# [WHAT TO DO]
Everything from the line that contains "of the woman" through the last line of the listing must be copied exactly, with both of those lines included and no others.

--------------------

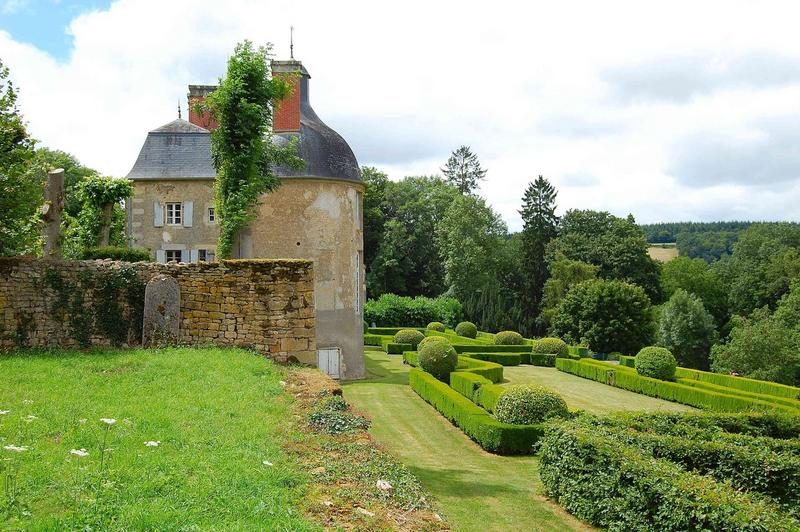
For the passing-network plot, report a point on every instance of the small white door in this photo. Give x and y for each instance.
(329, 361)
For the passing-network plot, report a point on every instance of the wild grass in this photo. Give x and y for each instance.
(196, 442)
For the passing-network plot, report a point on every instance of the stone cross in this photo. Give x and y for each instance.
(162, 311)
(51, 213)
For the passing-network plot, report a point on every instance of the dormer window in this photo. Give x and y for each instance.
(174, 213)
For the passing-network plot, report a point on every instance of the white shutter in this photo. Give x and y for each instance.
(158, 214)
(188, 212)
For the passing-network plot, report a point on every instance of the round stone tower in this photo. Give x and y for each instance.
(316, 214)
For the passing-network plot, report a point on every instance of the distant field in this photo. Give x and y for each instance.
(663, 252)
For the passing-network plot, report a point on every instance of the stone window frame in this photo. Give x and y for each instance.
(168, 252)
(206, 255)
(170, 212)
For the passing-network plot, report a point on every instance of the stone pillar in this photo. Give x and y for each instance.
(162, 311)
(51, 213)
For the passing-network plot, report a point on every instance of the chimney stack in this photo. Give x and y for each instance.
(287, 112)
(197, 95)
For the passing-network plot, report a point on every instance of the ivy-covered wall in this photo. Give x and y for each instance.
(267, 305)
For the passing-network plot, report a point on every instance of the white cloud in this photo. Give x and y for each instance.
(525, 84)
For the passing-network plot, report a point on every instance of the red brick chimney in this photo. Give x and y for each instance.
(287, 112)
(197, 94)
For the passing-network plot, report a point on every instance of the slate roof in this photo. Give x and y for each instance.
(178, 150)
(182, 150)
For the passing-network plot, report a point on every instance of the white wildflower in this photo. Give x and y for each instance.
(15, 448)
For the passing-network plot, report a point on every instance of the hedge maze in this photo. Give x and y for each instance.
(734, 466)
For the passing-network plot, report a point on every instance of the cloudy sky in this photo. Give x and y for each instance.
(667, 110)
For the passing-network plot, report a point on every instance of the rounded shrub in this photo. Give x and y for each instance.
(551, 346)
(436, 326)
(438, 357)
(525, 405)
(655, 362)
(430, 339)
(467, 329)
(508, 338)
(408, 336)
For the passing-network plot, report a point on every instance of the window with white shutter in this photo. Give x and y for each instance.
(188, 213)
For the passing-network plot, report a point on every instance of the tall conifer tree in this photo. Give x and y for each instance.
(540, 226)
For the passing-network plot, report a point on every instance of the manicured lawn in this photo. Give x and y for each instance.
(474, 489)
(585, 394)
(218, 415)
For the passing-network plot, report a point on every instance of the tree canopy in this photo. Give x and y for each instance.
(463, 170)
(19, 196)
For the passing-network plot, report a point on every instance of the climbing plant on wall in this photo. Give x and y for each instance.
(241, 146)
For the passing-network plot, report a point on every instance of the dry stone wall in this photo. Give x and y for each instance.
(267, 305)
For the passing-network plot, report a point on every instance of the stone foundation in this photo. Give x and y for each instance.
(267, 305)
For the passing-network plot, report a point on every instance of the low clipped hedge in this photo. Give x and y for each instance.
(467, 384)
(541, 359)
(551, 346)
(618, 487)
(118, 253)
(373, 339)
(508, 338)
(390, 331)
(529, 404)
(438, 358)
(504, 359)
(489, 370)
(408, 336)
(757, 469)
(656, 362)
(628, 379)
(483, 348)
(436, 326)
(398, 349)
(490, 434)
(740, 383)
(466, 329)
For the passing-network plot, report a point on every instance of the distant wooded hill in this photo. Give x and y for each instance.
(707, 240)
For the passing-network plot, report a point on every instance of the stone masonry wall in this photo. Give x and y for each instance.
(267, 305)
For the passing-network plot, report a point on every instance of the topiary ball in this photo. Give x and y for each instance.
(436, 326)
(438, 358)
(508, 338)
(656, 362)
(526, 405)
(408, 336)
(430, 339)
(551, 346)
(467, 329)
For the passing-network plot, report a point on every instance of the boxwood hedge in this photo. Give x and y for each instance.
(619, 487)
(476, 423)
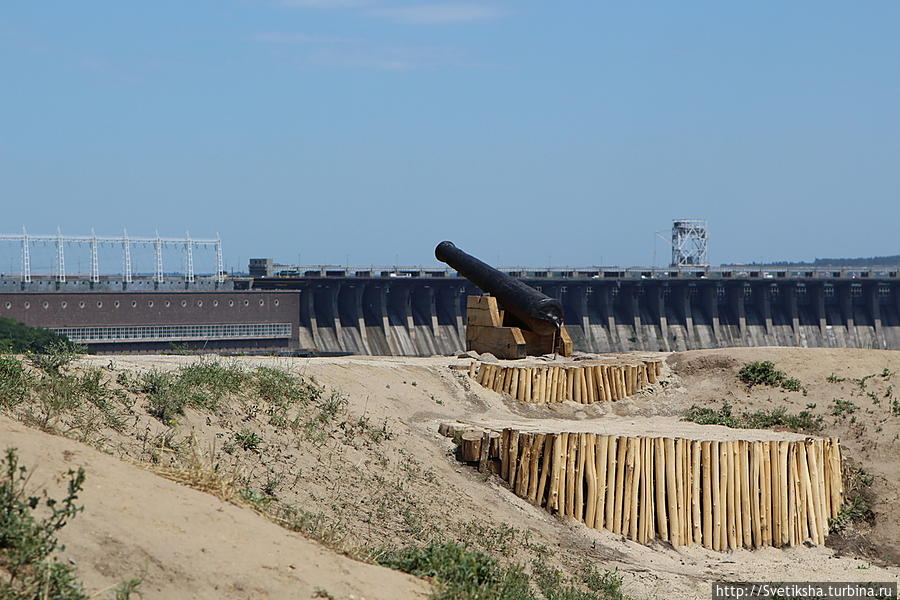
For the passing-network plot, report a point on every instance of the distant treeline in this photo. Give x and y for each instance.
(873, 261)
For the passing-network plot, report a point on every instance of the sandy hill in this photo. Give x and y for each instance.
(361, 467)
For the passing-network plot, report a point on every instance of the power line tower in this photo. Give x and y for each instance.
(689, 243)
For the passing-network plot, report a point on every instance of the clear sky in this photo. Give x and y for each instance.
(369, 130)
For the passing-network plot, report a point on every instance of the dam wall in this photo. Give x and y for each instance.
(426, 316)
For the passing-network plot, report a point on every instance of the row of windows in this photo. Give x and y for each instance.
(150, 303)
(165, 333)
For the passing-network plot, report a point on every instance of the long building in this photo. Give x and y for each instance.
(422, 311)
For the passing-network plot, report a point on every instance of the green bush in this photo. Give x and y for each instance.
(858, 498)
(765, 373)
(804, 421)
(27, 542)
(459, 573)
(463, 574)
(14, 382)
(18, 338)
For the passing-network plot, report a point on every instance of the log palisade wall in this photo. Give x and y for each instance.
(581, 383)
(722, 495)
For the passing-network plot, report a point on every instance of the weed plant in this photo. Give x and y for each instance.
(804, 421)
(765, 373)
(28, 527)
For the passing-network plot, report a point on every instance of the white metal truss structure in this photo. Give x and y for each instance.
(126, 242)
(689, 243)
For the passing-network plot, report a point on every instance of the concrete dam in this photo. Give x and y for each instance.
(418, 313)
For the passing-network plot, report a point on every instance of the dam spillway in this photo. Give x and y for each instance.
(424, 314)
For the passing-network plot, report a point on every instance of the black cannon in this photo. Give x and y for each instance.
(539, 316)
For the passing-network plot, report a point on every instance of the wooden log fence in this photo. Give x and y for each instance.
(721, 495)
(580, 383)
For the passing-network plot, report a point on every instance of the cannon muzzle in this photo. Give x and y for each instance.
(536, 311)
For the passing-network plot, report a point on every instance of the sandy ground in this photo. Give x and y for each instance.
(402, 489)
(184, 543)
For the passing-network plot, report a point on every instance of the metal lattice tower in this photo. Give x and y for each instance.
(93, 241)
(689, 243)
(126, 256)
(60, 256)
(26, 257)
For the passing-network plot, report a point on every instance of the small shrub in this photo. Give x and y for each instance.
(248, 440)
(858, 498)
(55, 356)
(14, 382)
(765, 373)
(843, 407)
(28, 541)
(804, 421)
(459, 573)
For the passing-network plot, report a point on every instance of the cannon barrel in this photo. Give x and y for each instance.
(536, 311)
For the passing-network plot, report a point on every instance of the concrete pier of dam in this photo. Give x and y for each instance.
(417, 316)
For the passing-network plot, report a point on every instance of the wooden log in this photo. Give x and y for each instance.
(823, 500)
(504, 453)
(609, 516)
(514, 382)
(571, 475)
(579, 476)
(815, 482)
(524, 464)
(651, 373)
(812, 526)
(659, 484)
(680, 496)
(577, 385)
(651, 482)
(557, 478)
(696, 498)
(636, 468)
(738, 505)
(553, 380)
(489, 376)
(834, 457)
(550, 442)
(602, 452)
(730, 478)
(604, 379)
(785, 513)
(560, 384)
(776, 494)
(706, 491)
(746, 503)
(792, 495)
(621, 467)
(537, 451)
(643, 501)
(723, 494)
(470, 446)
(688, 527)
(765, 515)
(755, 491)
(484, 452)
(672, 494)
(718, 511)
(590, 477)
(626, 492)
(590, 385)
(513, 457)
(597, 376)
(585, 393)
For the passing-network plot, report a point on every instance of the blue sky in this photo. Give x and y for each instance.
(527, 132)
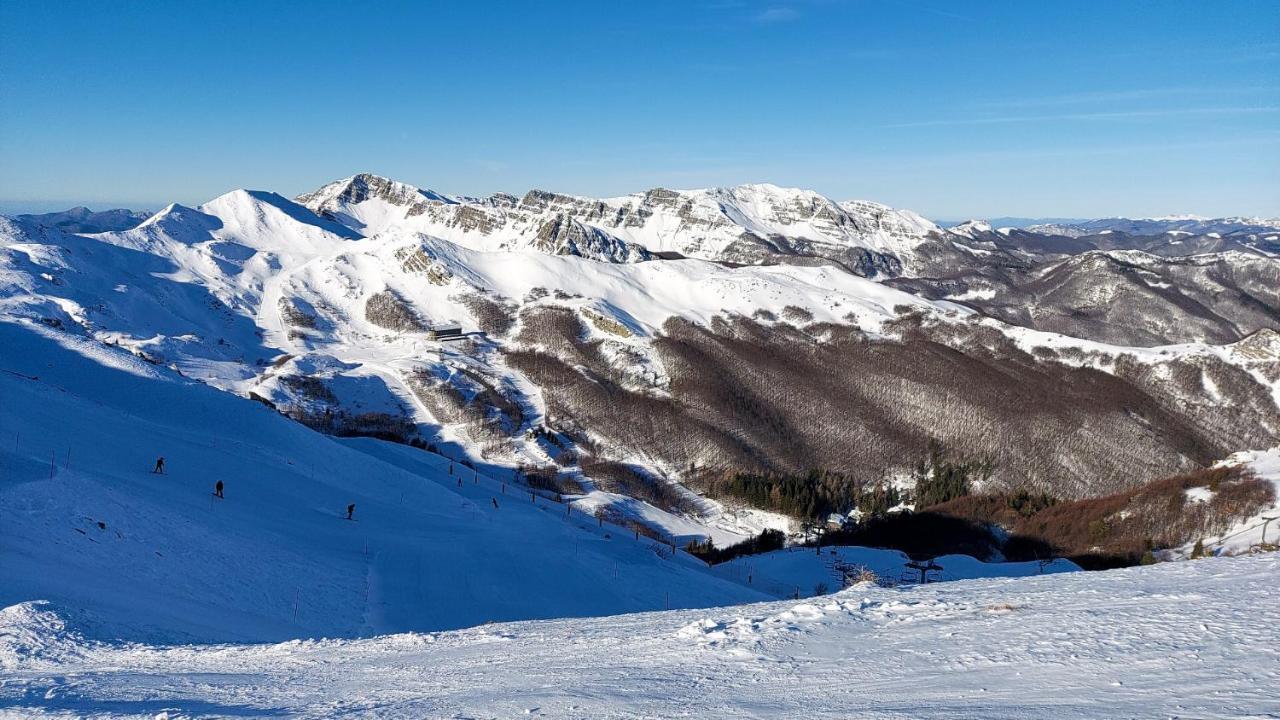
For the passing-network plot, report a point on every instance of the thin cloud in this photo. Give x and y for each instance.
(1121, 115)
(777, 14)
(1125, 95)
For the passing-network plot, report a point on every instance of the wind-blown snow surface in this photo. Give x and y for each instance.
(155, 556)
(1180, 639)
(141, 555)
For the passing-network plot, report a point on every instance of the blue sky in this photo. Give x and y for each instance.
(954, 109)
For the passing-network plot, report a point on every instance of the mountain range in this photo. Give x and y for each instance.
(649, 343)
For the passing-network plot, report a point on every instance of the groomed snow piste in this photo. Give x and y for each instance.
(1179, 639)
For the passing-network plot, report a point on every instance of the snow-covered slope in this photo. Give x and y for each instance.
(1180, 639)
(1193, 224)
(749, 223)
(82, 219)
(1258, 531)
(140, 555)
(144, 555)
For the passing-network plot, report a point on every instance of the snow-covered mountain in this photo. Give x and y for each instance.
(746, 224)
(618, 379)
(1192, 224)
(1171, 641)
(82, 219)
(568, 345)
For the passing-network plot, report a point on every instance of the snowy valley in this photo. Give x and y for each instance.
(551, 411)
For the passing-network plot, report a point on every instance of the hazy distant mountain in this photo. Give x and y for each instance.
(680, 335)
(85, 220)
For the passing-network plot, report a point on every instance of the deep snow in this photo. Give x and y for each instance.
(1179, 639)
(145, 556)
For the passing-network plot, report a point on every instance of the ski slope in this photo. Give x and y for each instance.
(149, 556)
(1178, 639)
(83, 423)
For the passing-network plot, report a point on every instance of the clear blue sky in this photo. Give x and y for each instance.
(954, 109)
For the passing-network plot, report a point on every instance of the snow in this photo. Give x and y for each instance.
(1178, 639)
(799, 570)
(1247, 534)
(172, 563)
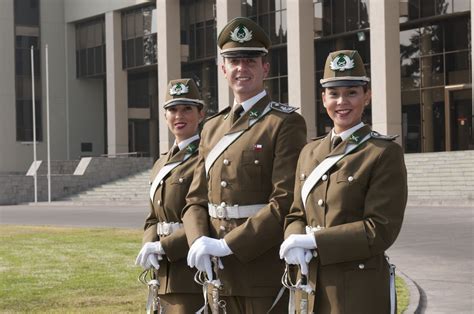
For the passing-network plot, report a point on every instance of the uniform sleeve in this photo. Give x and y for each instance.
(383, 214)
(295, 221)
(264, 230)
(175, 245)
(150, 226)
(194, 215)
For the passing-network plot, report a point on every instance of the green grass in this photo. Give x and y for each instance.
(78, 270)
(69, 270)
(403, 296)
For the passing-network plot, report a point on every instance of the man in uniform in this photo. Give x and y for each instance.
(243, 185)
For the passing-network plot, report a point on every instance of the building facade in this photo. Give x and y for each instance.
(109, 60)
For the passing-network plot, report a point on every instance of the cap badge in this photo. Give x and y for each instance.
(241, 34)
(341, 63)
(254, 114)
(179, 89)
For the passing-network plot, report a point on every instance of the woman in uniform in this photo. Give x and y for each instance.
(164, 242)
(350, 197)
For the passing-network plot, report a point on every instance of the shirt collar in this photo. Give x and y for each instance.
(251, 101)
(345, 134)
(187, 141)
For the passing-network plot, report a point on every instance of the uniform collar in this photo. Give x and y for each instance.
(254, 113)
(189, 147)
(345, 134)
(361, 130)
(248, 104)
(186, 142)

--------------------

# [FINAL RESULT]
For the passing-network plot, report a point on every instance of the woman in uniform in this photo. Give x and y for each instance.
(164, 242)
(350, 197)
For the passing-network plot, report a point on every instance of the shirt collar in this photo. Give x and y for each instance.
(251, 101)
(345, 134)
(187, 141)
For the passing-network plot, report a point on every instance of the uniform collar in this photo. Give x and y for each instance.
(254, 113)
(189, 147)
(345, 134)
(361, 130)
(248, 104)
(186, 142)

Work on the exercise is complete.